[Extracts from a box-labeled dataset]
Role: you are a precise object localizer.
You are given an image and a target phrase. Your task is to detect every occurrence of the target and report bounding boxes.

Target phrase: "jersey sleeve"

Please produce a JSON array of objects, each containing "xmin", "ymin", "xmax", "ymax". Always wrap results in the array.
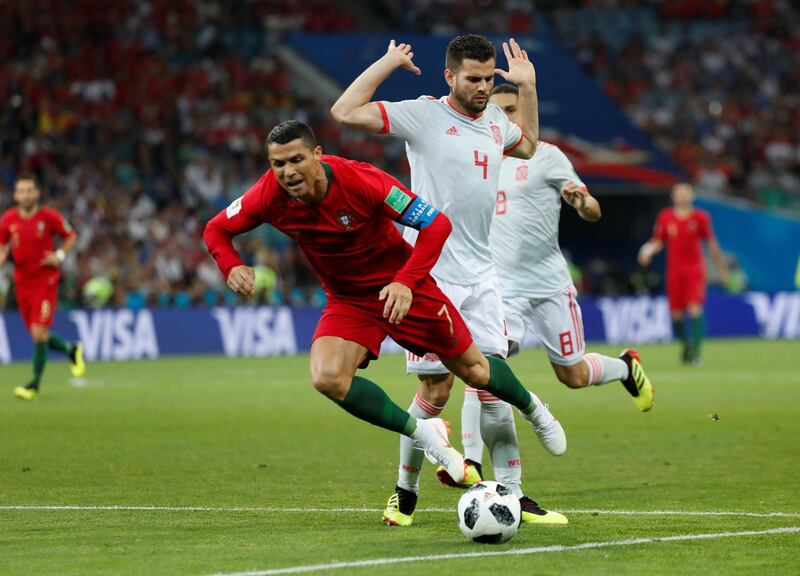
[
  {"xmin": 203, "ymin": 173, "xmax": 277, "ymax": 278},
  {"xmin": 653, "ymin": 210, "xmax": 667, "ymax": 242},
  {"xmin": 545, "ymin": 146, "xmax": 586, "ymax": 192},
  {"xmin": 376, "ymin": 96, "xmax": 436, "ymax": 142},
  {"xmin": 0, "ymin": 214, "xmax": 11, "ymax": 244},
  {"xmin": 47, "ymin": 210, "xmax": 75, "ymax": 238},
  {"xmin": 699, "ymin": 211, "xmax": 714, "ymax": 240}
]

* **TO BE DONE**
Revise the lines above so that "bounding boxes" becomes "box coordinates", keeping everything else the same and leaving out the picture.

* **FULL ANSWER**
Role: you are a precise object localizer.
You are given an image and a target phrase. Your task is to detect every occurrence of the target and report box coordinates.

Target phrase: "jersey sleeve"

Please produce a JSON array of objects, each containing "xmin", "ymin", "xmax", "ymax". Always wrap results in the array.
[
  {"xmin": 203, "ymin": 173, "xmax": 277, "ymax": 278},
  {"xmin": 653, "ymin": 210, "xmax": 667, "ymax": 242},
  {"xmin": 545, "ymin": 146, "xmax": 586, "ymax": 192},
  {"xmin": 376, "ymin": 96, "xmax": 436, "ymax": 142},
  {"xmin": 0, "ymin": 214, "xmax": 11, "ymax": 244},
  {"xmin": 47, "ymin": 210, "xmax": 75, "ymax": 238},
  {"xmin": 699, "ymin": 211, "xmax": 714, "ymax": 240}
]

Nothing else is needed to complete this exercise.